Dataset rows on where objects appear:
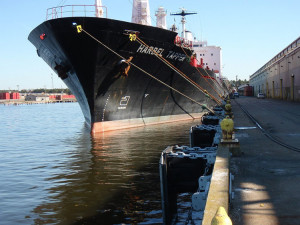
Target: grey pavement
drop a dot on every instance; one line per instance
(267, 175)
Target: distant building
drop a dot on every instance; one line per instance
(279, 78)
(37, 98)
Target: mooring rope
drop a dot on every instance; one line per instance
(80, 29)
(179, 72)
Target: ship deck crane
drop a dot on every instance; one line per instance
(183, 13)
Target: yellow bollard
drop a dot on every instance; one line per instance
(227, 127)
(221, 218)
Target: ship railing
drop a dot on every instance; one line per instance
(76, 11)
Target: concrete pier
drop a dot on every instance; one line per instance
(267, 175)
(266, 172)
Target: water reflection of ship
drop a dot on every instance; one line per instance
(161, 85)
(111, 179)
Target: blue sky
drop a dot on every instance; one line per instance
(250, 32)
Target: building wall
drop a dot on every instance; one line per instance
(280, 77)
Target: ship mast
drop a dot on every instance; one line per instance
(141, 12)
(183, 13)
(99, 10)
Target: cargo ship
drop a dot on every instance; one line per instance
(125, 74)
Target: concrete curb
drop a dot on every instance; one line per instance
(218, 195)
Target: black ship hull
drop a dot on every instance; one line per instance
(110, 99)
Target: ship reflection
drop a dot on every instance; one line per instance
(112, 178)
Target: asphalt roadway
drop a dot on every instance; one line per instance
(267, 174)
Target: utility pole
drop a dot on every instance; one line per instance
(52, 81)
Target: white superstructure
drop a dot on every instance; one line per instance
(211, 56)
(141, 12)
(161, 18)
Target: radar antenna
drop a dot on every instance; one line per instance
(183, 13)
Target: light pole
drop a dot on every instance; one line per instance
(52, 80)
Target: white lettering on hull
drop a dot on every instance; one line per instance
(152, 50)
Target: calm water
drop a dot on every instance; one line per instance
(53, 172)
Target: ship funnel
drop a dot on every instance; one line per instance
(99, 9)
(141, 12)
(161, 18)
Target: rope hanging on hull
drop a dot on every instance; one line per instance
(206, 78)
(180, 72)
(80, 29)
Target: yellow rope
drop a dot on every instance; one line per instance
(80, 29)
(179, 72)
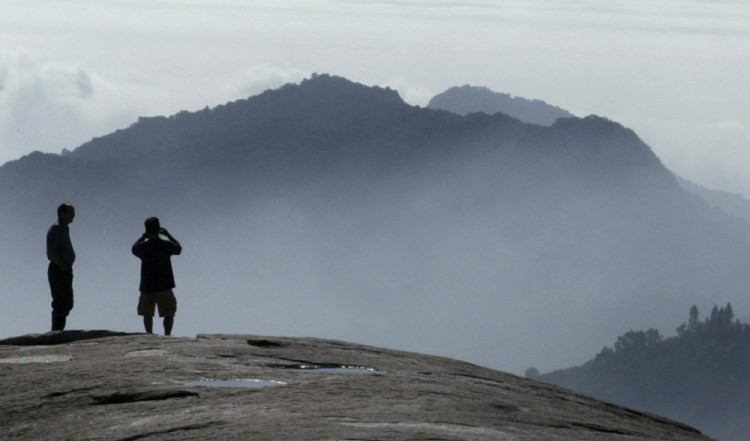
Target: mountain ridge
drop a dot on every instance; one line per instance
(352, 214)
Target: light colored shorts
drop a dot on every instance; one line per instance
(165, 300)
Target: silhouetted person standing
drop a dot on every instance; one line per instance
(60, 270)
(157, 278)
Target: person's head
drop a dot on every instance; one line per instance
(152, 226)
(65, 213)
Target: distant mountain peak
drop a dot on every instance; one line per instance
(468, 99)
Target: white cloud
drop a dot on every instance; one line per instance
(48, 106)
(714, 154)
(257, 79)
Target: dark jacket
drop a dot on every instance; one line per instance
(156, 266)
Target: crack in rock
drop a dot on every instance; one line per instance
(148, 395)
(173, 430)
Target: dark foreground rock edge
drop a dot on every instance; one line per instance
(105, 385)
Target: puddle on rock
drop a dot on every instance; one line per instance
(237, 383)
(36, 359)
(332, 369)
(146, 353)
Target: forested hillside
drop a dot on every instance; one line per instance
(701, 376)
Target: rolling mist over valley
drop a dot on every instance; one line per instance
(336, 210)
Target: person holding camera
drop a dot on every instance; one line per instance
(157, 277)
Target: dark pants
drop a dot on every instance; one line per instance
(61, 287)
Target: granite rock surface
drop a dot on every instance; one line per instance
(101, 385)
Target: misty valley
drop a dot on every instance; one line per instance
(336, 210)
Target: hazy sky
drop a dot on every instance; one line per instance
(675, 71)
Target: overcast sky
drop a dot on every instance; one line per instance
(674, 71)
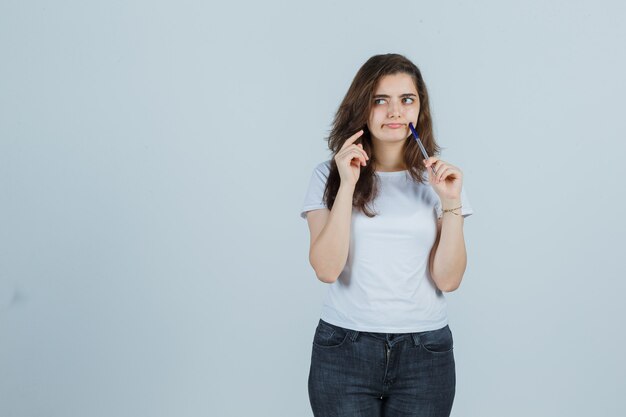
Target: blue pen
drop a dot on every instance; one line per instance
(419, 142)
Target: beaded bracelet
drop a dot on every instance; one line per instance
(451, 210)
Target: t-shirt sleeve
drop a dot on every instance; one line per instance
(314, 198)
(466, 209)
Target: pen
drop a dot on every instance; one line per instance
(419, 142)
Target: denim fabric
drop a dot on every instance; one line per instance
(365, 374)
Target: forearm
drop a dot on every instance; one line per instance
(450, 257)
(329, 252)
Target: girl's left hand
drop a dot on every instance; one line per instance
(448, 180)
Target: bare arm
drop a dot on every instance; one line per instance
(330, 236)
(448, 257)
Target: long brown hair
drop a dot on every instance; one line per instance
(353, 114)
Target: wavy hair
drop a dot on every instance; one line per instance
(352, 115)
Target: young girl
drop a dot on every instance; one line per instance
(387, 235)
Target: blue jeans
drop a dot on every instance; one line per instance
(365, 374)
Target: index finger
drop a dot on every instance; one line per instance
(352, 139)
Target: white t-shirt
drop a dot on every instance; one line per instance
(386, 285)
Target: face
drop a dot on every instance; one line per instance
(394, 105)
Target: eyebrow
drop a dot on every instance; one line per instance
(387, 96)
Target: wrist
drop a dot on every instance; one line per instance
(450, 203)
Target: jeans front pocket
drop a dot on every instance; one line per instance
(329, 336)
(437, 341)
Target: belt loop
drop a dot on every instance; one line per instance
(354, 335)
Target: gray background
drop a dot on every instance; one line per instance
(154, 157)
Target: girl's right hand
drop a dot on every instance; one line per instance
(349, 160)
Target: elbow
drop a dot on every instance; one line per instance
(450, 287)
(448, 284)
(325, 275)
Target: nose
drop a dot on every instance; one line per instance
(393, 110)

▶ _EXERCISE_: Quote the data above in full, leaving out the pictures it holds.

▶ _PROBLEM SOLUTION_:
Target: grey pavement
drop a dot on every instance; one line per instance
(267, 175)
Target: distant building
drop a dot on every instance; one line per instance
(279, 78)
(37, 98)
Target: mooring rope
drop a dot on every instance; one line per instance
(80, 29)
(179, 72)
Target: ship deck crane
drop a dot on every instance; one line per instance
(183, 13)
Target: yellow bollard
drop a dot on every instance; one line per instance
(227, 127)
(221, 218)
Target: ship railing
drop a dot on every instance; one line per instance
(76, 11)
Target: concrete pier
drop a dot on every instance; one line per instance
(267, 175)
(266, 172)
Target: water reflection of ship
drop a dot on every instance; one line per instance
(161, 85)
(111, 179)
Target: blue sky
drop a dot on every instance; one line per instance
(250, 32)
Target: building wall
drop a dot on every instance; one line per instance
(280, 77)
Target: ship mast
drop a dot on every instance; one line per instance
(141, 12)
(183, 13)
(99, 10)
Target: cargo ship
drop a dot on every instance; one line per instance
(125, 74)
Target: concrete curb
drop a dot on every instance; one line per instance
(218, 195)
Target: black ship hull
drop a dot on every instance; one line per instance
(110, 99)
Target: ship reflection
drop a dot on every instance; one line per instance
(112, 178)
Target: asphalt roadway
drop a dot on every instance; one line per instance
(267, 174)
Target: utility pole
drop a dot on every instance; one line per instance
(52, 81)
Target: white superstructure
drop a dot on every instance; one line per instance
(211, 56)
(141, 12)
(161, 18)
Target: radar antenna
drop a dot on every instance; one line per instance
(183, 13)
Target: light pole
drop a dot on every instance; one line per instance
(52, 80)
Target: white lettering on hull
drop a dot on every instance; one line per instance
(152, 50)
Target: calm water
drop a dot on every instance; one line per instance
(53, 172)
Target: ship funnel
drop a dot on every instance; one line per instance
(99, 9)
(141, 12)
(161, 18)
Target: rope hanging on hull
drop a dot on every instance; one line per instance
(206, 78)
(180, 72)
(80, 29)
Target: yellow rope
drop a dot on every instance; one line per instance
(80, 29)
(179, 72)
Target: mountain ridge
drop a dot on every instance; one line per instance
(352, 214)
Target: light colored shorts
drop a dot on every instance; one line per instance
(165, 300)
Target: silhouetted person standing
drop a dot on every instance; one line per instance
(60, 270)
(157, 278)
Target: person's head
drop a dot on every instance; one line per instance
(152, 226)
(65, 213)
Target: distant mountain peak
drop a dot on every instance; one line per instance
(468, 99)
Target: white cloud
drop a dot on every instance; one line per instance
(48, 106)
(714, 154)
(257, 79)
Target: dark jacket
drop a dot on every instance; one line per instance
(156, 266)
Target: crack in rock
drop a dot on every instance; one line per instance
(148, 395)
(173, 430)
Target: dark foreground rock edge
drop a dot on every instance; one line per instance
(105, 385)
Target: puddle on rock
drop a dot on every instance; one line per instance
(237, 383)
(36, 359)
(332, 369)
(146, 353)
Target: forested hillside
drop a dot on every instance; one line per instance
(701, 376)
Target: rolling mist over valley
drop a dot on every instance; one line per instance
(336, 210)
Target: person holding camera
drop a dot on every instance; one line per instance
(157, 277)
Target: dark pants
drop a dot on every instance; one line per instance
(61, 287)
Target: granite rock surface
drop a dot on every instance; one line per instance
(101, 385)
Target: misty valley
drop a dot on every instance; one line per instance
(336, 210)
Target: hazy sky
drop a dot on every instance; one line per instance
(675, 71)
Target: overcast sky
drop a dot on every instance; one line per instance
(674, 71)
Target: blue pen
drop a dot on every instance; one line per instance
(419, 142)
Target: beaded bracelet
drop a dot on every instance; one line per instance
(451, 210)
Target: t-shirt sleeve
drop a dot on every instance; one line per instance
(314, 198)
(466, 209)
Target: pen
drop a dot on every instance; one line per instance
(419, 142)
Target: denim fabric
drop a dot on every instance; one line per instance
(365, 374)
Target: forearm
drop a dot on every instance; one line per instance
(450, 257)
(329, 252)
Target: girl's left hand
drop a dot on every instance; one line per instance
(448, 180)
Target: bare arm
drop a dot on every instance; one line per instance
(330, 236)
(448, 257)
Target: long brown hair
drop a dot on every instance; one line per instance
(353, 114)
Target: wavy hair
drop a dot on every instance; one line per instance
(352, 115)
Target: young girl
drop a dot on every instance; one line per instance
(387, 235)
Target: blue jeans
drop a dot on every instance; one line per instance
(365, 374)
Target: index finger
drop a dot on every instance; one line per instance
(352, 139)
Target: white t-shirt
drop a dot on every instance; one line per instance
(386, 285)
Target: face
drop a dot on every instance; one line per instance
(394, 105)
Target: eyebrow
drop a dot on every instance; one line per instance
(387, 96)
Target: wrist
drop a dot on every instance; one line per instance
(450, 203)
Target: jeans front pocket
drop a dot on every instance; one line per instance
(329, 336)
(437, 341)
Target: belt loop
drop a dot on every instance; one line per instance
(354, 335)
Target: gray background
drop a dot on every instance; one line per instance
(154, 157)
Target: girl's right hand
drop a dot on every instance; one line per instance
(349, 160)
Target: elbow
drop a dot on every instance; one line per instance
(450, 287)
(448, 284)
(325, 275)
Target: nose
drop a dot on every instance; one line per instance
(393, 110)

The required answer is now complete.